§ WHAT TO DO
Reproduce all of the data below line for line without changing anything, and leave the pictures out of your copy.

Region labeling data
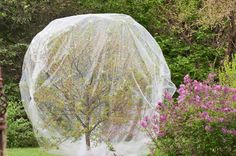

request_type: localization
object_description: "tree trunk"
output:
[85,132,91,150]
[225,11,236,61]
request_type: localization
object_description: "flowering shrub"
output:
[141,74,236,155]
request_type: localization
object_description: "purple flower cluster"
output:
[141,74,236,144]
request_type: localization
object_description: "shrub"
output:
[219,55,236,88]
[7,101,38,148]
[141,74,236,155]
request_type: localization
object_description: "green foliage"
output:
[7,148,57,156]
[7,100,38,147]
[0,0,231,149]
[219,55,236,88]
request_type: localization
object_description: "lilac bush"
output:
[141,74,236,155]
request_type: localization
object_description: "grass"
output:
[7,148,56,156]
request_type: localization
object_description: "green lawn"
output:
[7,148,55,156]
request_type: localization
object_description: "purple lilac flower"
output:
[184,74,192,84]
[140,120,148,128]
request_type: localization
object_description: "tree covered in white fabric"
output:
[20,14,175,156]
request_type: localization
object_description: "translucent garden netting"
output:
[20,14,175,156]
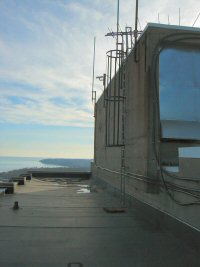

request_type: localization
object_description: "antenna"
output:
[192,12,200,27]
[158,13,160,23]
[116,0,119,50]
[92,37,96,103]
[134,0,138,62]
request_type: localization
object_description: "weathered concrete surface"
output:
[0,180,200,267]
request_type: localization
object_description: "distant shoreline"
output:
[0,167,90,181]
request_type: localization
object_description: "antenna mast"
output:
[92,37,96,103]
[134,0,138,62]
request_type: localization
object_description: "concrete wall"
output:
[92,25,200,230]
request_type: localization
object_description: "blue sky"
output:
[0,0,200,158]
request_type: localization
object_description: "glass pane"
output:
[159,47,200,139]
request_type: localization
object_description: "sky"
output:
[0,0,200,158]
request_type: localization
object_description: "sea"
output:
[0,157,60,173]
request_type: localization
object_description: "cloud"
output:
[0,0,200,127]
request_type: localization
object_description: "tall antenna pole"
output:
[134,0,138,62]
[92,37,96,102]
[116,0,119,50]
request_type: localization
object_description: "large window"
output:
[159,47,200,140]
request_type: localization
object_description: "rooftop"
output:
[0,179,200,267]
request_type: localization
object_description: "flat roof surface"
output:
[0,180,200,267]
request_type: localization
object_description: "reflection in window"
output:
[159,47,200,139]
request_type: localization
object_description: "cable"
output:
[151,33,200,206]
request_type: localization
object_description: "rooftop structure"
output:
[92,23,200,233]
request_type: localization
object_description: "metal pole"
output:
[92,37,96,102]
[134,0,138,62]
[116,0,119,50]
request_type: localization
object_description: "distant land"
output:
[40,158,92,169]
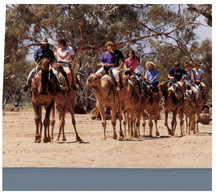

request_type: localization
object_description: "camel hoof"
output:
[101,137,106,141]
[62,137,66,142]
[76,136,84,143]
[119,134,124,140]
[43,138,48,143]
[112,134,117,140]
[34,139,41,143]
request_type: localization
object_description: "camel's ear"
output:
[96,74,102,79]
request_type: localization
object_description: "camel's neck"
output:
[92,81,112,100]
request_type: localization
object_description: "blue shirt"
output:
[100,52,117,65]
[34,48,55,63]
[145,68,158,84]
[168,67,187,81]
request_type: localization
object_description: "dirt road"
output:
[2,112,212,168]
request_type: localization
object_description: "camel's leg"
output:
[32,102,41,143]
[142,110,146,136]
[50,104,55,140]
[185,114,189,135]
[172,110,177,136]
[111,105,117,139]
[188,114,193,135]
[130,110,134,138]
[97,102,106,140]
[154,112,160,137]
[149,113,153,137]
[127,110,132,139]
[118,102,124,139]
[39,106,43,142]
[164,109,172,135]
[179,111,184,136]
[123,110,127,137]
[70,106,83,142]
[135,110,141,138]
[60,106,66,141]
[43,102,54,143]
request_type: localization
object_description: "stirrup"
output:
[21,83,29,92]
[59,85,66,90]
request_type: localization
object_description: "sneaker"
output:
[21,83,29,92]
[72,85,78,91]
[59,85,66,90]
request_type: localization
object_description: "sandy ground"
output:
[2,112,212,168]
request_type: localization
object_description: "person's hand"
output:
[53,47,57,52]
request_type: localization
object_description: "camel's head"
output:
[41,58,50,70]
[158,81,168,92]
[122,74,130,85]
[87,73,102,87]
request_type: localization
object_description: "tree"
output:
[5,4,211,107]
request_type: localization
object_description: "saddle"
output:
[104,67,123,88]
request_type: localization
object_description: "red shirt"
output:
[124,58,139,71]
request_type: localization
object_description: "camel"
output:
[87,73,124,140]
[158,81,184,136]
[122,74,146,138]
[51,63,83,142]
[30,58,57,143]
[194,86,205,134]
[183,86,196,135]
[143,85,161,137]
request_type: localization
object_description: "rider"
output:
[53,38,76,90]
[96,41,121,90]
[167,62,187,94]
[193,62,207,98]
[134,56,148,95]
[182,61,199,101]
[22,38,61,92]
[124,49,139,74]
[144,61,158,92]
[168,62,187,82]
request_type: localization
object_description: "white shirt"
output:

§ ANSWER TO THE TASK
request_type: localization
object_description: "tree trunk"
output:
[85,132,91,150]
[225,11,236,61]
request_type: localization
object_description: "flowering shrub"
output:
[141,74,236,155]
request_type: localization
object_description: "purple flower cluster"
output:
[141,74,236,144]
request_type: localization
object_description: "shrub"
output:
[219,55,236,88]
[7,101,38,148]
[141,74,236,155]
request_type: localization
object_description: "green foliage"
output:
[7,148,57,156]
[7,100,38,147]
[0,0,231,149]
[219,55,236,88]
request_type: localization
object_description: "lilac bush"
output:
[141,74,236,155]
request_type: localization
object_description: "grass"
output:
[7,148,56,156]
request_type: localization
object_description: "green lawn"
output:
[7,148,55,156]
request_type: localization
object_description: "purple lilac flower"
output:
[184,74,192,84]
[140,120,148,128]
request_type: localization
object_description: "tree covered in white fabric"
output:
[20,14,175,156]
request_type: localization
object_description: "translucent garden netting"
output:
[20,14,175,156]

request_type: localization
object_description: "antenna"
output:
[192,12,200,27]
[158,13,160,23]
[116,0,119,50]
[92,37,96,103]
[134,0,138,62]
request_type: localization
object_description: "weathered concrete surface"
output:
[0,180,200,267]
request_type: localization
object_description: "distant shoreline"
output:
[0,167,90,181]
request_type: localization
object_description: "antenna mast"
output:
[92,37,96,103]
[134,0,138,62]
request_type: localization
object_description: "concrete wall"
output:
[92,25,200,230]
request_type: localization
object_description: "blue sky"
output:
[0,0,200,158]
request_type: localization
object_description: "glass pane"
output:
[159,47,200,139]
request_type: localization
object_description: "sky"
output:
[0,0,200,158]
request_type: localization
object_description: "sea"
output:
[0,157,60,173]
request_type: localization
object_description: "cloud"
output:
[0,0,200,127]
request_type: localization
object_description: "tall antenna pole"
output:
[134,0,138,62]
[92,37,96,102]
[116,0,119,50]
request_type: localization
object_description: "large window"
output:
[159,47,200,140]
request_type: localization
object_description: "rooftop"
output:
[0,179,200,267]
request_type: localization
object_description: "flat roof surface"
output:
[0,180,200,267]
request_type: localization
object_description: "reflection in window"
output:
[159,47,200,139]
request_type: localization
object_description: "cable"
output:
[151,33,200,206]
request_type: localization
object_description: "rooftop structure"
output:
[92,23,200,233]
request_type: localization
object_description: "metal pole"
output:
[92,37,96,102]
[134,0,138,62]
[116,0,119,50]
request_type: localization
object_description: "distant land"
output:
[40,158,92,169]

request_type: localization
object_description: "camel hoof"
output:
[101,137,106,141]
[62,137,66,142]
[76,136,84,143]
[119,134,124,140]
[43,138,48,143]
[112,134,117,140]
[34,139,41,143]
request_type: localization
object_description: "camel's ear"
output:
[96,74,102,79]
request_type: localization
object_description: "camel's neck"
output:
[92,81,112,100]
request_type: localization
object_description: "blue shirt"
output:
[100,52,117,65]
[34,48,55,63]
[145,68,158,84]
[168,67,187,81]
request_type: localization
object_description: "dirt road"
output:
[2,112,212,168]
request_type: localization
object_description: "camel's leg"
output:
[32,102,41,143]
[142,110,146,136]
[50,104,55,140]
[185,114,189,135]
[172,110,177,136]
[111,105,117,139]
[188,114,193,135]
[130,110,134,138]
[97,102,106,140]
[154,112,160,137]
[149,113,153,137]
[127,110,132,139]
[118,102,124,139]
[39,106,43,142]
[164,109,172,135]
[179,111,184,136]
[123,110,127,137]
[70,106,83,142]
[135,110,141,138]
[60,106,66,141]
[43,102,54,143]
request_type: localization
object_description: "stirrup"
output:
[21,83,29,92]
[59,85,66,90]
request_type: localization
object_description: "sneaker"
output:
[21,83,29,92]
[72,85,78,91]
[59,85,66,90]
request_type: localization
object_description: "sandy ground"
output:
[2,112,212,168]
request_type: localization
object_description: "person's hand"
output:
[53,47,57,52]
request_type: localization
object_description: "camel's head"
output:
[41,58,50,70]
[158,81,168,92]
[122,74,130,85]
[87,73,102,87]
request_type: localization
object_description: "tree"
output:
[5,4,211,107]
request_type: localization
object_description: "saddle"
output:
[104,67,123,88]
request_type: localization
object_description: "red shirt"
output:
[124,58,139,71]
request_type: localization
object_description: "camel"
output:
[87,73,124,140]
[158,81,184,136]
[122,74,146,138]
[51,63,83,142]
[30,58,57,143]
[194,86,205,134]
[183,86,196,135]
[143,85,161,137]
request_type: localization
object_description: "rider"
output:
[53,38,76,90]
[96,41,121,90]
[167,62,187,94]
[193,62,207,98]
[134,56,148,95]
[182,61,199,101]
[22,38,61,92]
[124,49,139,74]
[144,61,158,92]
[168,62,187,82]
request_type: localization
object_description: "white shirt"
output:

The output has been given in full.